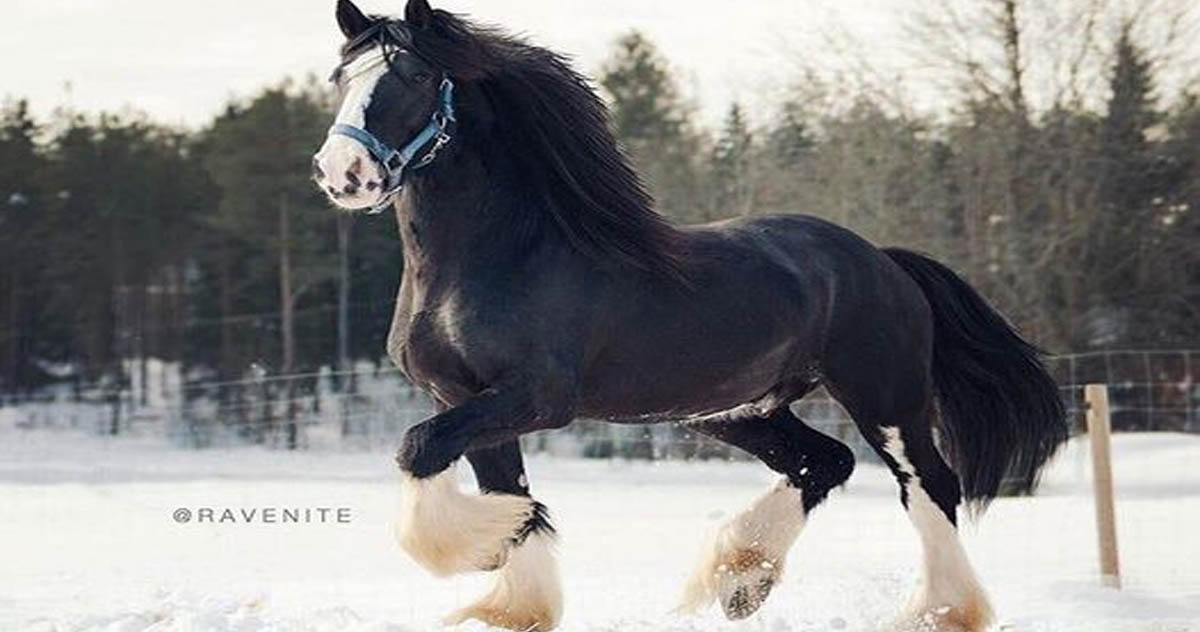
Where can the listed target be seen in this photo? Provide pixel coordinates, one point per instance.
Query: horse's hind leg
(745, 557)
(526, 594)
(894, 410)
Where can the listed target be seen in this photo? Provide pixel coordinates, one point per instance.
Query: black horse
(540, 287)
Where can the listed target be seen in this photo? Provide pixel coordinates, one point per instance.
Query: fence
(1155, 390)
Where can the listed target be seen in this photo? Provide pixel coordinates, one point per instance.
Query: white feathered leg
(949, 597)
(527, 595)
(448, 531)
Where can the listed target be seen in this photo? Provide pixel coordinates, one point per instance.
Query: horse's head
(396, 109)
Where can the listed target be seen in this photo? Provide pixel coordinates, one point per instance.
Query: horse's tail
(1000, 413)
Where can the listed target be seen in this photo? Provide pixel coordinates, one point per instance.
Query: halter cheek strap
(415, 154)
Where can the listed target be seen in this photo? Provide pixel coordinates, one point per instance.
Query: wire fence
(372, 405)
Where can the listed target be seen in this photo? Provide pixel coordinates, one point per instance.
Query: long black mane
(555, 130)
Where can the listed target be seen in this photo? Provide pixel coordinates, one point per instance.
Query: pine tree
(732, 164)
(22, 202)
(652, 124)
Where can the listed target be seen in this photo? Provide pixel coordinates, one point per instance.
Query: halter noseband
(431, 139)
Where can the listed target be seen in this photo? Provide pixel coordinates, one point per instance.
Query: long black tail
(1001, 415)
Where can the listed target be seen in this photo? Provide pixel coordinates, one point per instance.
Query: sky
(183, 60)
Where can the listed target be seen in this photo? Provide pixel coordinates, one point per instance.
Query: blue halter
(436, 134)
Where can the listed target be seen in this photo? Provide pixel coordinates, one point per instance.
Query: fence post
(1099, 432)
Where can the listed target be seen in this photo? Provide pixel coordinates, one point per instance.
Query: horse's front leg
(526, 594)
(443, 529)
(449, 531)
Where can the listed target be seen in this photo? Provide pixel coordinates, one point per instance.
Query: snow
(88, 543)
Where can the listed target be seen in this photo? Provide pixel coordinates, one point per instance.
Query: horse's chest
(430, 344)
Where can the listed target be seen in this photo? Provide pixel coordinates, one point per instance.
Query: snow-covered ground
(88, 542)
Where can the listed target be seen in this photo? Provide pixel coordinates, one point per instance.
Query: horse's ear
(418, 13)
(351, 19)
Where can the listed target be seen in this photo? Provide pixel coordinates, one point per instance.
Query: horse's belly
(681, 386)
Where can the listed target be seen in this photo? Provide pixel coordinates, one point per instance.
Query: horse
(540, 286)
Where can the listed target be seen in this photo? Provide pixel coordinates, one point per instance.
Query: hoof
(449, 533)
(744, 584)
(945, 619)
(526, 596)
(973, 614)
(744, 560)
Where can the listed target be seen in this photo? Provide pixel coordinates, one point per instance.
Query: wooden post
(1099, 431)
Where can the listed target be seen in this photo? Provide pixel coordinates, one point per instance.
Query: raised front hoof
(741, 581)
(450, 533)
(743, 588)
(526, 596)
(971, 618)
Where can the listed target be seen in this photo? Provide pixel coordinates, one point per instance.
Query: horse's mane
(555, 128)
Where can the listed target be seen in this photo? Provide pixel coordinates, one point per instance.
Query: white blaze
(341, 152)
(361, 77)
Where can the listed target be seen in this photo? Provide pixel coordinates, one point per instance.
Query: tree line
(123, 239)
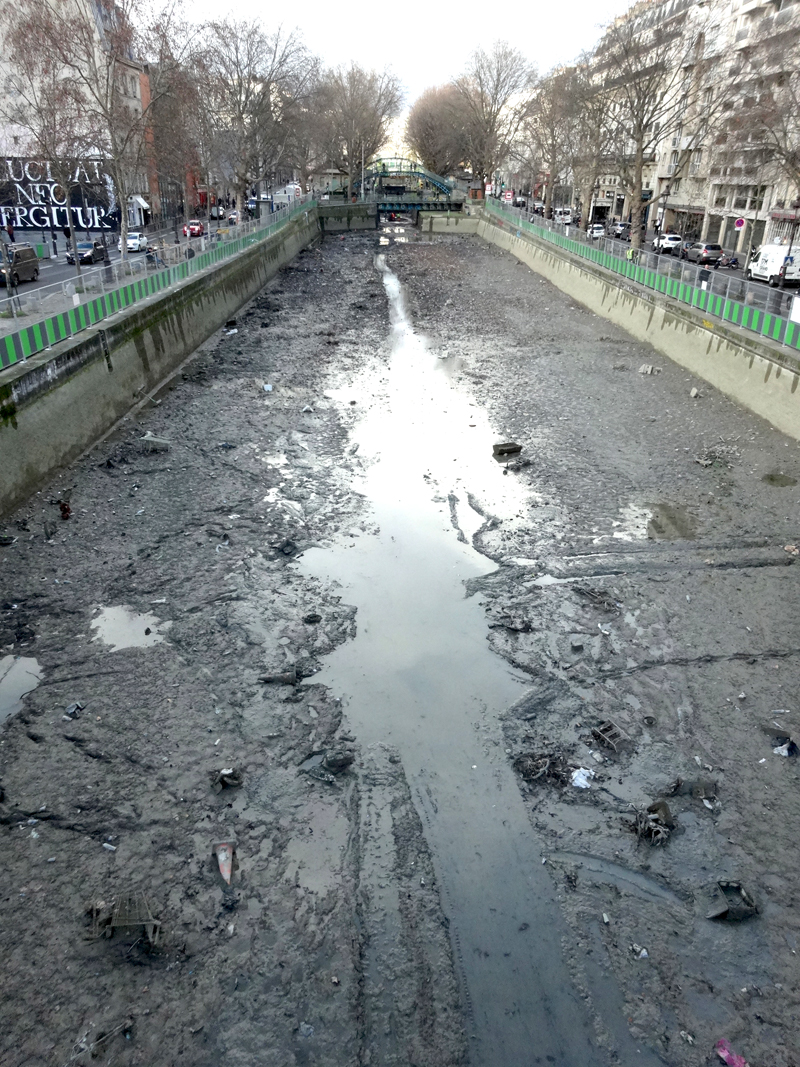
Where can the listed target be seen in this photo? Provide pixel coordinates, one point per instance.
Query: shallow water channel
(420, 675)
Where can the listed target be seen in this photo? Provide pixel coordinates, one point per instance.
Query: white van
(768, 260)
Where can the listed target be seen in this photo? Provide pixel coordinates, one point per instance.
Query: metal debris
(731, 901)
(128, 910)
(610, 734)
(227, 778)
(653, 824)
(543, 766)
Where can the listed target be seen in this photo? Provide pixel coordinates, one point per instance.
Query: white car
(137, 242)
(668, 242)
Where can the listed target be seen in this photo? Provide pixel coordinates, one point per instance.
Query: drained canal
(420, 677)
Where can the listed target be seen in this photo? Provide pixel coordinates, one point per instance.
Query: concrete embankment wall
(57, 403)
(762, 377)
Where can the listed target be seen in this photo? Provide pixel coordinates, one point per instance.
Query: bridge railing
(719, 293)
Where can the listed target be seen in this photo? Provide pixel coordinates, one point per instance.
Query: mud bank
(246, 545)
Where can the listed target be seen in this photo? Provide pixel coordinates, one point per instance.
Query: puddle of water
(670, 522)
(781, 480)
(122, 627)
(420, 675)
(18, 677)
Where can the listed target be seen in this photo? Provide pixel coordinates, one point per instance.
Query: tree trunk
(636, 197)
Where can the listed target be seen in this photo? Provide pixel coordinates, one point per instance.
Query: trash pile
(543, 766)
(324, 766)
(653, 824)
(127, 911)
(731, 901)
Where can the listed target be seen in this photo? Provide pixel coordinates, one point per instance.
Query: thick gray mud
(419, 675)
(632, 564)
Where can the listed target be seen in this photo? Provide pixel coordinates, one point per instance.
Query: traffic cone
(224, 851)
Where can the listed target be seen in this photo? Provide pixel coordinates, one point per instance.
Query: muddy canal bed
(330, 506)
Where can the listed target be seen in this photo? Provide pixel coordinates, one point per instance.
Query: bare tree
(650, 68)
(548, 126)
(434, 129)
(361, 106)
(254, 81)
(495, 99)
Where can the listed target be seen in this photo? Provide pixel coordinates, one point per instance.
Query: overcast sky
(427, 44)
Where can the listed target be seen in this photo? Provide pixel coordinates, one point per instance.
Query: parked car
(89, 252)
(766, 265)
(24, 265)
(668, 243)
(137, 241)
(703, 252)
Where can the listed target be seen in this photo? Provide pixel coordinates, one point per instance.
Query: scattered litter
(324, 766)
(72, 711)
(284, 678)
(154, 444)
(224, 853)
(788, 749)
(125, 911)
(653, 824)
(728, 1055)
(697, 787)
(610, 734)
(731, 901)
(581, 777)
(227, 778)
(719, 456)
(543, 766)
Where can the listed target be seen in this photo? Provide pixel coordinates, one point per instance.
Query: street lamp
(785, 265)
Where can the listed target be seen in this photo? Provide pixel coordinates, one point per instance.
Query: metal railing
(720, 293)
(35, 319)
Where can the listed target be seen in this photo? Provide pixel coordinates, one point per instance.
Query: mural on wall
(31, 197)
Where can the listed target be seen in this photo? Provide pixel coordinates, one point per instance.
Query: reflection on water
(18, 677)
(420, 675)
(122, 627)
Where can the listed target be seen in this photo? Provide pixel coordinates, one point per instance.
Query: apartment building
(31, 194)
(714, 177)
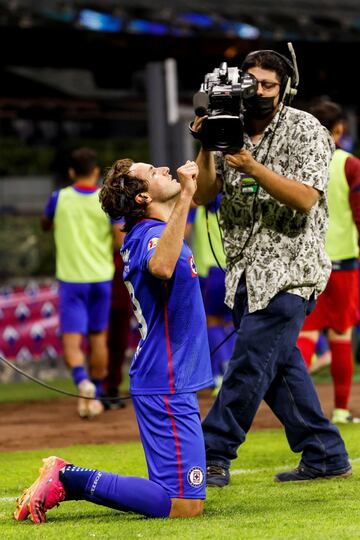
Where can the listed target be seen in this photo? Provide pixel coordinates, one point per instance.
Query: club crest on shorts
(196, 476)
(152, 243)
(192, 266)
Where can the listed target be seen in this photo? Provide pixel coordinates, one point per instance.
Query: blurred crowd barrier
(29, 322)
(30, 333)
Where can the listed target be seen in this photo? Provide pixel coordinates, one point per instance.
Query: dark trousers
(266, 364)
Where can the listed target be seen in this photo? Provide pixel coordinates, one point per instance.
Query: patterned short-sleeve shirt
(280, 249)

TASK TO COMPLETE
Output the entries above verbatim, leaving out images.

RESPONSE BELOW
Where can the listed target be seen in this photo? Provide pixel coordinates, one point per instance.
Query: horse's hind leg
(745, 557)
(526, 594)
(894, 410)
Where can the listed target be seen in this photo? Provide pixel coordinates, one point per instance.
Query: black horse
(540, 287)
Where can the listed target be seen in this photo? Provide pixel coordinates, one point per instance.
Query: fence
(1155, 390)
Where can the listed target be seen in this photo? Provide pixel coordinates, one point per instance.
Query: white feathered leg
(949, 597)
(527, 595)
(448, 531)
Where can the listed target be seen in this photo? Provide pixel coordinates, one point per instance.
Query: horse's head
(396, 109)
Where can the listed target be seen in this photo? Provide pixel coordinates, one point per instance.
Query: horse's tail
(1000, 413)
Where can the listed target be seen in this photo? Provide pixel coordinates, one point per instance.
Query: halter cheek strap
(415, 154)
Where can the listed target be seen in this photo? Provide pixel coordinates, one point per instance.
Query: wire fence
(372, 405)
Where can the listed target be seen in this photo? Provide pixel coordinates, one point per instance.
Query: long black mane
(555, 130)
Where can the listed target be seen in this photo? Provide pixel coordinates, one point per instance.
Query: pine tree
(732, 164)
(22, 202)
(652, 124)
Where can the listed target be seen in this photo? Provide pixel coordinates, one point per instance.
Query: halter noseband
(431, 139)
Where can the listed target be seen in this photo? Provide pixel coordinates, one point per instance.
Query: long black tail
(1001, 415)
Where can the listed target be seen in this photo? Provide pixel coordinates, one point per instance.
Query: sky
(183, 60)
Where can the listed target be seen in this photo? Provide pixel coordinates, one point per instance.
Query: blue halter
(436, 134)
Where can the listed target be seen in this photo? Provide pixel coordinates, one point per instance.
Query: fence post
(1099, 432)
Where can the listed target be seen in this photo? Provide pixel coordinates, one point per instance.
Query: horse's front leg
(526, 594)
(443, 529)
(449, 531)
Where can the listed target be seen in this photo? Provide pixel coordinates, one point per instance.
Query: snow
(88, 543)
Where can the listed target be seen in this photo? Provide pixel coordinates, one point per instance.
Query: horse's chest
(430, 344)
Where can the listed target be seen in this photo? Provide pixel coordinates, one point per instance.
Query: snow-covered ground
(88, 542)
Where can the listed target be seen in this photo? Provide pixel coordinates, one point per instance.
Query: horse's ear
(418, 13)
(351, 19)
Where can the listed target be seen in this photo? Provide pixel coordinates, one point per instance.
Query: horse's belly
(681, 386)
Where can the listed target be seen in this photo? Provide pixel coordinates, one point per instance.
Query: horse
(540, 286)
Where can the listed target be seen in this photo? Provide pixel coordinates, one point per instance.
Query: hoof
(449, 533)
(744, 584)
(945, 619)
(526, 596)
(973, 614)
(744, 560)
Where can the listed target be seen in this photo? Provide pixel coordinates, one point per instance.
Query: wooden post
(1099, 431)
Where can the listed target be seen in this photo? Provide pixel coordinates, one point per instance.
Query: raised front hoof
(741, 581)
(450, 533)
(743, 588)
(526, 596)
(971, 618)
Where can the listed target be seen in this photo? Provide pixel coordinates, one point per instance.
Query: horse's mane
(555, 128)
Where can the listed target be seen in this photo? Provide pixel coordinates, one point per instance.
Query: white blaze
(341, 152)
(361, 77)
Where can the listed target be seen in this photo? Provide pixel coordinates, one point per instance.
Query: tree line
(123, 239)
Where can the listed target be seen in this photo? Provide pixel coordinates, one point per instance.
Query: shallow water channel
(420, 675)
Where can the listed target be seen in this photo? Provide pixel coordinates, one point per instance.
Query: white van
(768, 260)
Where can the listed target be seen in this photo? Provide pixel coordinates, one point per instance.
Query: metal debris
(731, 901)
(128, 910)
(610, 734)
(227, 778)
(653, 824)
(543, 766)
Where can the listed target be seen in this photo? Provide pixel coordinates, one point per instance.
Query: white car
(137, 242)
(668, 242)
Where can the listed target be seen in this photo? Provide pixel coordinates, one point per instance.
Query: drained canal
(420, 677)
Where can the listed target be seen in this photo? Provide pixel coordinates, one point per instance.
Query: concrete embankment wall
(57, 403)
(762, 377)
Where can the listed target be seen in this photo? Provide pixel coordinates, one point per instance.
Query: bridge railing
(719, 293)
Where can the listed target be seen in this photo? Provide pixel coordinates, one point per instance.
Query: mud bank
(246, 545)
Where can the listed target be seen in this photo? Provide pixel coordinates, one point per instance.
Query: puddle of water
(670, 522)
(781, 480)
(122, 627)
(420, 675)
(18, 677)
Where can the listed target be seen in this photo? Provide pixel coordinates, one point per instance.
Query: tree trunk
(636, 197)
Where can the listed target be seen in this photo? Provide pixel coordinates, one point per instance.
Query: trash pile
(543, 766)
(324, 766)
(653, 824)
(127, 911)
(731, 901)
Where can the listed target be seen in this photo? Provide pixel coordinates, one point per instance.
Query: thick gray mud
(419, 675)
(632, 564)
Where can the listed target be seen in this photo? Provide pixel coordinates, one point per instance.
Query: traffic cone
(224, 851)
Where can the listed target be seen in this photo? Provide pixel coordinates, one point per instance.
Query: muddy canal bed
(330, 506)
Where can the listed target be seen in this photo? Provide pixel coordinates, one point per instance.
Query: bare tree
(650, 68)
(548, 126)
(434, 129)
(361, 106)
(254, 81)
(495, 99)
Where can the listed target be seen in this photo? Provide pixel coordinates, one point per instance.
Query: overcast sky
(427, 44)
Where can the listed target be seen in this photo? Provide pixel coordinates, one point per instance.
Query: parked car
(89, 252)
(766, 265)
(24, 265)
(668, 243)
(137, 241)
(703, 252)
Where can the listed target be seen in this photo? Provide pixel coordinates, one point per instance.
Query: scattered litter
(324, 766)
(72, 711)
(284, 678)
(154, 444)
(224, 853)
(788, 749)
(125, 911)
(653, 824)
(728, 1055)
(697, 787)
(610, 734)
(731, 901)
(581, 777)
(227, 778)
(719, 456)
(543, 766)
Where can the listed target be seen in this photo? Provide pixel coordinates, one point per instance.
Query: street lamp
(785, 265)
Where can the listed target be seen in this photo? Provide pixel coordinates, one point per instance.
Query: metal railing
(720, 293)
(35, 319)
Where can the listed target be seen in this photo? Provide pixel coordinates, one point per instance.
Query: mural on wall
(31, 197)
Where can the listed target be seen in this photo? Provide pixel coordinates, one point per instance.
Query: reflection on water
(18, 677)
(420, 675)
(122, 627)
Where can the listed target be seen in this photo? Provide pixel coordinates, one point per instance.
Query: apartment building
(31, 194)
(714, 177)
Where can the listed target be seen in this photo? Provide pixel coordinates, one point per instance.
Query: club crest on shorts
(196, 476)
(152, 243)
(192, 266)
Where can the listed target be seen in this photo? Provide pixel coordinates, one point per instance.
Query: blurred crowd barrier
(29, 322)
(30, 333)
Where can the listed target be seen in this photo? Provide pixel coordinates, one point per instance.
Query: dark trousers
(266, 364)
Where can the listed target be seen in this photo? Provide pixel coordinates, one point per instance.
Query: patterned short-sleeve shirt
(280, 249)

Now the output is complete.